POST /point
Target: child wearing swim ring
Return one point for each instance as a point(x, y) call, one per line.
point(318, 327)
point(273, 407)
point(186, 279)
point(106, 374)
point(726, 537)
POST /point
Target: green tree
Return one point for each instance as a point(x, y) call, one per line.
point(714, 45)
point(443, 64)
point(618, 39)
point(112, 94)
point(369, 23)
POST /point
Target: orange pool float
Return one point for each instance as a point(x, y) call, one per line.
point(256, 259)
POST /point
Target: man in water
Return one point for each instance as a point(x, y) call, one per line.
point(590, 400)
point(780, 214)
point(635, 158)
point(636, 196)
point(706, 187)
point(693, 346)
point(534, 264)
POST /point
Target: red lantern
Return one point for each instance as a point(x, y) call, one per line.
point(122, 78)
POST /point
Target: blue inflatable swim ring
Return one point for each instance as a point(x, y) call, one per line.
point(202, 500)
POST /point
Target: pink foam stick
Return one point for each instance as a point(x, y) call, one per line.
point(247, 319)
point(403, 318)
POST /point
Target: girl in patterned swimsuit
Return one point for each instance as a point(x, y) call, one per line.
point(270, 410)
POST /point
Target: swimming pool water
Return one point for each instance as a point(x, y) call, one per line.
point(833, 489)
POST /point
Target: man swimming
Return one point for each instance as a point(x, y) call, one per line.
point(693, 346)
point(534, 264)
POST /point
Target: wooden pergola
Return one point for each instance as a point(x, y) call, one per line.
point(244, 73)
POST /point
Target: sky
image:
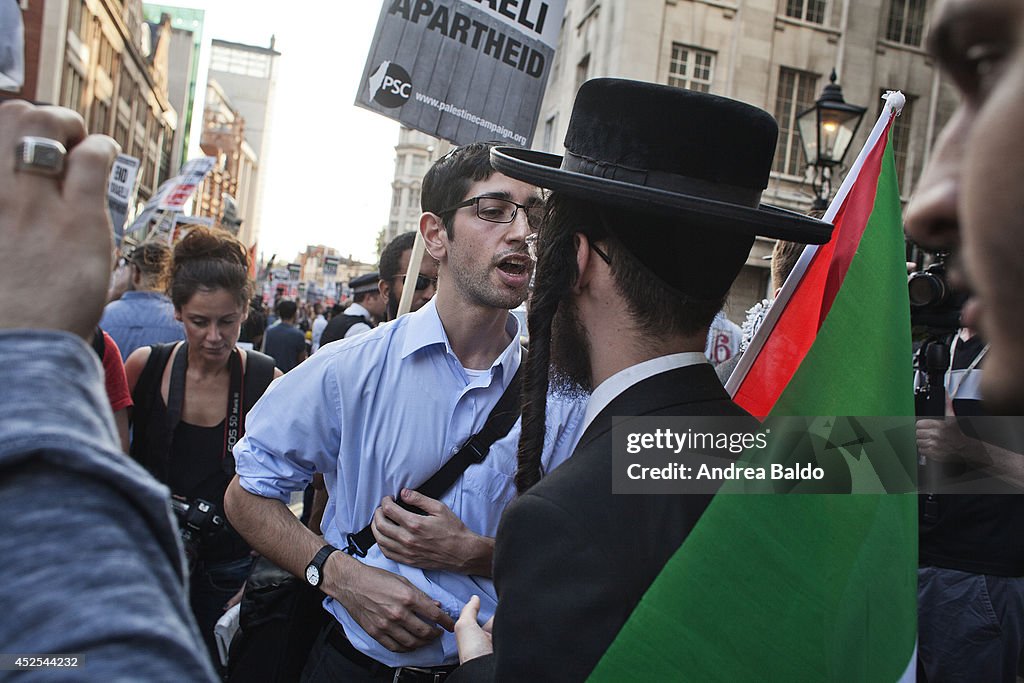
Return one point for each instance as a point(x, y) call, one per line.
point(330, 164)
:::
_Task to complete_
Your task is to return the entries above exactly, with no pictures.

_Answer to the exercise_
POST /point
Target: child wearing swim ring
Return one point for each instance as a point(x, y) call, one per line.
point(318, 327)
point(273, 407)
point(186, 279)
point(106, 374)
point(726, 537)
POST /point
Target: green tree
Return one point for each instance as a point(x, y) call, one per line.
point(714, 45)
point(443, 64)
point(618, 39)
point(112, 94)
point(369, 23)
POST /point
Target: orange pool float
Return one point for each instance as a point(x, y) call, one per line.
point(256, 259)
POST /point
Target: man in water
Return one point for each instance as a point(x, y) call, one per line.
point(590, 400)
point(780, 214)
point(635, 158)
point(636, 196)
point(706, 187)
point(693, 346)
point(534, 264)
POST /point
Target: red lantern
Return one point for each instance as a point(x, y) call, one per line.
point(122, 78)
POST /point
Target: blue inflatable swim ring
Return one point for each instance as a point(x, y) call, one per line.
point(202, 500)
POST /point
Target: pink foam stick
Return one point for each instance as a point(x, y) call, one per line.
point(247, 319)
point(403, 318)
POST /point
Target: girl in patterned swimsuit
Return one point for each instance as a point(x, y) call, one per line.
point(270, 410)
POST /point
Target: swimming pool water
Return one point for each instance as a point(x, y) call, one per line.
point(833, 489)
POST /point
Target: man swimming
Return one point for each instance as a point(x, y) call, one per line.
point(693, 346)
point(534, 264)
POST /point
Target: wooden pergola
Return one point for each instance as a point(x, y) call, one per line.
point(244, 73)
POST /point
Target: sky
image:
Return one point for each instance as a point(x, y) call, one per line.
point(330, 164)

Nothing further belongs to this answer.